### Task prompt
Copy out the rows word for word, starting at the line that has "target: tree bark" and ending after the line that has "119], [219, 119]]".
--- Given data ---
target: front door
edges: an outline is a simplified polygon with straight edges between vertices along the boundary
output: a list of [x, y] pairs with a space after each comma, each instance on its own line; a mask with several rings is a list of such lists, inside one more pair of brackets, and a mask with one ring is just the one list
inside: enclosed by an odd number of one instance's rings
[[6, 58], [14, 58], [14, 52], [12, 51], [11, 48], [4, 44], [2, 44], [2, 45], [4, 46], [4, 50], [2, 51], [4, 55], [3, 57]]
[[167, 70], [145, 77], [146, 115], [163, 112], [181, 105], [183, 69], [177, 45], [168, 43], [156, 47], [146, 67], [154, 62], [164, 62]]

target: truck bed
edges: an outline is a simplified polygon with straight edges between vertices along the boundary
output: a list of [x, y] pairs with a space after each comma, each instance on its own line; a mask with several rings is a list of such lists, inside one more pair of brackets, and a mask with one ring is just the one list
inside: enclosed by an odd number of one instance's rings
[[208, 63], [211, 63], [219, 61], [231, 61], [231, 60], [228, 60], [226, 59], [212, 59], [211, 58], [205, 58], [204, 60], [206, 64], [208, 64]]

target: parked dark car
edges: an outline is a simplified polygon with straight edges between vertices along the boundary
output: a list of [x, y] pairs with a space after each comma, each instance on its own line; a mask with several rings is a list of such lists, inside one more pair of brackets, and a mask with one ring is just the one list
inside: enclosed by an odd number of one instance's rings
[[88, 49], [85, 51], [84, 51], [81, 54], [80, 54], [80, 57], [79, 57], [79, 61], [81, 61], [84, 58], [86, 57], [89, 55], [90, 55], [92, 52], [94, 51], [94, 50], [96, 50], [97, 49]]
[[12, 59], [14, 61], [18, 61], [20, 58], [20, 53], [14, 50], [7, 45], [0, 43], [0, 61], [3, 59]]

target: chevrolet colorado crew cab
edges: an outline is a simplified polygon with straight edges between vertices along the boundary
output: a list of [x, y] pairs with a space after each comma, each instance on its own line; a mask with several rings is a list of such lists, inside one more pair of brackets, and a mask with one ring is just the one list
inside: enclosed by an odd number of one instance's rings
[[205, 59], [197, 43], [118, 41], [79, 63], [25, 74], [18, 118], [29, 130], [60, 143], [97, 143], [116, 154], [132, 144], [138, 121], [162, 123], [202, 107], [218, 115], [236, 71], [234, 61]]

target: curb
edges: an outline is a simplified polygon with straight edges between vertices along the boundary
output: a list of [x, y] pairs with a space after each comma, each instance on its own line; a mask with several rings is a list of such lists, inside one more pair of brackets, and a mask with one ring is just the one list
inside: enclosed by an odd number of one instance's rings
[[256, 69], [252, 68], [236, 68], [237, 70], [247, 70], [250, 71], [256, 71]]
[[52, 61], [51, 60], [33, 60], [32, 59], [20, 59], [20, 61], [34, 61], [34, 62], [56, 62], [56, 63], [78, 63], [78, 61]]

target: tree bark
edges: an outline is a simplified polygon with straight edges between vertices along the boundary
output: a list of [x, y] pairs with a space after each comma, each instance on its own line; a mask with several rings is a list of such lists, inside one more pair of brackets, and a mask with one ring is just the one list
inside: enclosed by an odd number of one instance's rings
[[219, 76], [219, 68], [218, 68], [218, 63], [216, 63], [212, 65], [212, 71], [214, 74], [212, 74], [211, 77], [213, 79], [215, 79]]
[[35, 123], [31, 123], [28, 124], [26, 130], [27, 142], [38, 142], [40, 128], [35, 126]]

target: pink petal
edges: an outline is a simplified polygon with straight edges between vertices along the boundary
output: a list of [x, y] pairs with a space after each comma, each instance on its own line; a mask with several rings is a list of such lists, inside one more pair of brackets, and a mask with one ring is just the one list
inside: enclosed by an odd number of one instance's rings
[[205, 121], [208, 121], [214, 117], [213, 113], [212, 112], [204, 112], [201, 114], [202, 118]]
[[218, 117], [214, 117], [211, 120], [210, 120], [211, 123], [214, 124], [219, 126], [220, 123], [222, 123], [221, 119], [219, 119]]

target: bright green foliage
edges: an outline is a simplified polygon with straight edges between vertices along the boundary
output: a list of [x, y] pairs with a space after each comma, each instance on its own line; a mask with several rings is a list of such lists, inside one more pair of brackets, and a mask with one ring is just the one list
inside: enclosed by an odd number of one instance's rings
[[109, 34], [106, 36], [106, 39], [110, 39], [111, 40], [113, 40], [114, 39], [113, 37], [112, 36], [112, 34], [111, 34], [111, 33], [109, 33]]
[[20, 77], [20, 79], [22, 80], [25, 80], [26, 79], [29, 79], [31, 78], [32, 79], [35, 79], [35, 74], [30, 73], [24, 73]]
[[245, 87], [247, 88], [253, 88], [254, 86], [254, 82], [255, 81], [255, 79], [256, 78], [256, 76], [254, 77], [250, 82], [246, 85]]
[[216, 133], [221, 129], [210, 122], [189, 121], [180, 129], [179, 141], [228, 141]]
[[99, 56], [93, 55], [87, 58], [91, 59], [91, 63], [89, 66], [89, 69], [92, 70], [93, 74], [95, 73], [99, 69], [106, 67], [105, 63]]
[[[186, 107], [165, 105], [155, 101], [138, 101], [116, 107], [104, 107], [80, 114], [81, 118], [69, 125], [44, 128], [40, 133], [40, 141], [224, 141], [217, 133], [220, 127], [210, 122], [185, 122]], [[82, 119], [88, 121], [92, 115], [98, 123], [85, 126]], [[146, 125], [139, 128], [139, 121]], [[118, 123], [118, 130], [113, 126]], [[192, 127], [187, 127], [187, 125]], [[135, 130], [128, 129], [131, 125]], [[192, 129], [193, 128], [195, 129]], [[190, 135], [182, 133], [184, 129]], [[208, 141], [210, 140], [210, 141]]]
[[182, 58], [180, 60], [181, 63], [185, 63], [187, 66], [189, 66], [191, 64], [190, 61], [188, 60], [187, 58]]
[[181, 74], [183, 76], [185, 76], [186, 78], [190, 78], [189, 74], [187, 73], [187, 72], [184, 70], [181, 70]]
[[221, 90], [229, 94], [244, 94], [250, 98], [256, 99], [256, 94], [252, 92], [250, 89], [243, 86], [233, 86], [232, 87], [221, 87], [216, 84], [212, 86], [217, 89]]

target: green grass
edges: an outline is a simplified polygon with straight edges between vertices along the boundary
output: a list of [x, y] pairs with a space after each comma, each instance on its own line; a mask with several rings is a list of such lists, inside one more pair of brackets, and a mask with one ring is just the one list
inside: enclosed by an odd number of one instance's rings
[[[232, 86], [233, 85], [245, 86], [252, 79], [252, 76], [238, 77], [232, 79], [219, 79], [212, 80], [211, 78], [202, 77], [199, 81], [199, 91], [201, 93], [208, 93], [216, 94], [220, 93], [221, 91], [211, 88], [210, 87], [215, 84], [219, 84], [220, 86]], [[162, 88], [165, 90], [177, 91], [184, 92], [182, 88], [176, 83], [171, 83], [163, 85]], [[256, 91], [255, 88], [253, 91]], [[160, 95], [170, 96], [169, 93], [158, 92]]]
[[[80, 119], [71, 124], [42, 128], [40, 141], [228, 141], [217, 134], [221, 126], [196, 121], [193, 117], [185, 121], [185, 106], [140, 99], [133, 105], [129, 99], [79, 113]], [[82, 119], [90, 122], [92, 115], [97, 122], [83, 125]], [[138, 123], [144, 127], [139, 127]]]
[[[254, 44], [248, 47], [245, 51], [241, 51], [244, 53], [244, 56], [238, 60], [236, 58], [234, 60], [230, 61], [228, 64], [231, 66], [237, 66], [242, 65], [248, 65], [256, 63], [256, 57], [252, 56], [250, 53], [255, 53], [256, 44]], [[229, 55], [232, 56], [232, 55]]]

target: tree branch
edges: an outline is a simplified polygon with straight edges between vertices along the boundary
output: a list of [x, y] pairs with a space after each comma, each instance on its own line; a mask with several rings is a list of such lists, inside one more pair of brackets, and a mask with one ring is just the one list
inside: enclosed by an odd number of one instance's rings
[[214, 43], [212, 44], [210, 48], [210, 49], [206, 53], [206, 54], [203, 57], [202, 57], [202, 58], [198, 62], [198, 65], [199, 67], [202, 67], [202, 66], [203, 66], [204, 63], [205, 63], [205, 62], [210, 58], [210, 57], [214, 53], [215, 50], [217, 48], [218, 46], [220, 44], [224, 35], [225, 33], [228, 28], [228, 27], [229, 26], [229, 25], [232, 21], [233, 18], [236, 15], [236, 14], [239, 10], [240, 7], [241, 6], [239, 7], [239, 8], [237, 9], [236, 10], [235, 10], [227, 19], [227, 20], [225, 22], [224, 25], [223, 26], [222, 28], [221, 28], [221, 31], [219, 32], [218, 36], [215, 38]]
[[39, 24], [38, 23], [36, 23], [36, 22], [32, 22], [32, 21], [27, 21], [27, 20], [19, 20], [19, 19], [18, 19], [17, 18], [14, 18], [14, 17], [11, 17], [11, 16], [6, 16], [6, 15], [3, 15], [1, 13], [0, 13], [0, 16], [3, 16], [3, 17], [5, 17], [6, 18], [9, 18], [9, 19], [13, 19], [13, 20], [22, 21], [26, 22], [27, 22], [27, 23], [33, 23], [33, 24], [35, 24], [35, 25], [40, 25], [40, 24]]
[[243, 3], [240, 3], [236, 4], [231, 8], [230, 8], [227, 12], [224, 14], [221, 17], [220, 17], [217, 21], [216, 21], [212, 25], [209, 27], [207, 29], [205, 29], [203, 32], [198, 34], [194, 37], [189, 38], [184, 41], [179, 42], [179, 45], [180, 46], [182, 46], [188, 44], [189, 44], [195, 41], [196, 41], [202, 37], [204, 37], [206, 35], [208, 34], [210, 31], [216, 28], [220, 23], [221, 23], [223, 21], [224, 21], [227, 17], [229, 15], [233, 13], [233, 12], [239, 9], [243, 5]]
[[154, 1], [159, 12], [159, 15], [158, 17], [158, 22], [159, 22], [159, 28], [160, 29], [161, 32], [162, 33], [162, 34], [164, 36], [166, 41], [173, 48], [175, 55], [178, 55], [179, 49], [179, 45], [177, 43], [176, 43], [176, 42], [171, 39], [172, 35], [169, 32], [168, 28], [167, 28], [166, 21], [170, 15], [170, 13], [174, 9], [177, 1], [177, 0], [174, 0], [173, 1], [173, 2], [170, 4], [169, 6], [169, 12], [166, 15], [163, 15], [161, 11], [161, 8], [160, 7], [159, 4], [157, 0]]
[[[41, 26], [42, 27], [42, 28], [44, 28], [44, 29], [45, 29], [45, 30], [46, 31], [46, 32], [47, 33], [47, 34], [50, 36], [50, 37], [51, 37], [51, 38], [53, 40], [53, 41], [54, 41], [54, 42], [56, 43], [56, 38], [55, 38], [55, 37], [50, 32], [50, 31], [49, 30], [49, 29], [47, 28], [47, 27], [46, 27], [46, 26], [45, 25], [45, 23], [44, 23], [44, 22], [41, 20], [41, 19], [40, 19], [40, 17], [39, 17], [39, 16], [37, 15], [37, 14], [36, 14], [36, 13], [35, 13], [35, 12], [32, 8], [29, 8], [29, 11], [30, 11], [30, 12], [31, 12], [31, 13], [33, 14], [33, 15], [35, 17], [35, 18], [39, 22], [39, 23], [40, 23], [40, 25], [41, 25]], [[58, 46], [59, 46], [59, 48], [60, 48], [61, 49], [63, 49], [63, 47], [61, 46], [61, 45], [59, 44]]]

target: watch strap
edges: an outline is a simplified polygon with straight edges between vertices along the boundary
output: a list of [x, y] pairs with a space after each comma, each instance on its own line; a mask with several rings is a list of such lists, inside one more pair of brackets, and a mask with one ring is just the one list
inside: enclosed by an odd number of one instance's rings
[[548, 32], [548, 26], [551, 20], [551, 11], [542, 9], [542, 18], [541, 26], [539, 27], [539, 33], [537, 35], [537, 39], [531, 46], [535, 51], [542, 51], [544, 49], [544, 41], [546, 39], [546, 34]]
---
### Expected answer
target: tree bark
edges: an outline is a simplified polygon with straight edges between vertices along the boundary
output: a list of [x, y] pairs with a space after each comma, each instance on its own line; a mask with several rings is a list of such lists, inside one more pair of brackets, and a mask with one ring is just the one list
inside: enclosed by an odd number of one instance's rings
[[219, 76], [219, 68], [218, 68], [218, 63], [216, 63], [212, 65], [212, 71], [214, 74], [212, 74], [211, 77], [213, 79], [215, 79]]
[[35, 123], [31, 123], [28, 124], [26, 130], [27, 142], [38, 142], [40, 128], [35, 126]]

target: pink petal
edges: an outline is a simplified polygon with straight edges between vertices along the boundary
output: a list of [x, y] pairs with a space after each comma, each instance on its own line; a mask with several rings is a list of such lists, inside one more pair of brackets, and a mask with one ring is just the one list
inside: enclosed by an odd number of one instance's rings
[[205, 121], [208, 121], [214, 117], [213, 113], [212, 112], [204, 112], [201, 114], [202, 118]]
[[218, 117], [214, 117], [211, 120], [210, 120], [211, 123], [214, 124], [219, 126], [220, 123], [222, 123], [221, 119], [219, 119]]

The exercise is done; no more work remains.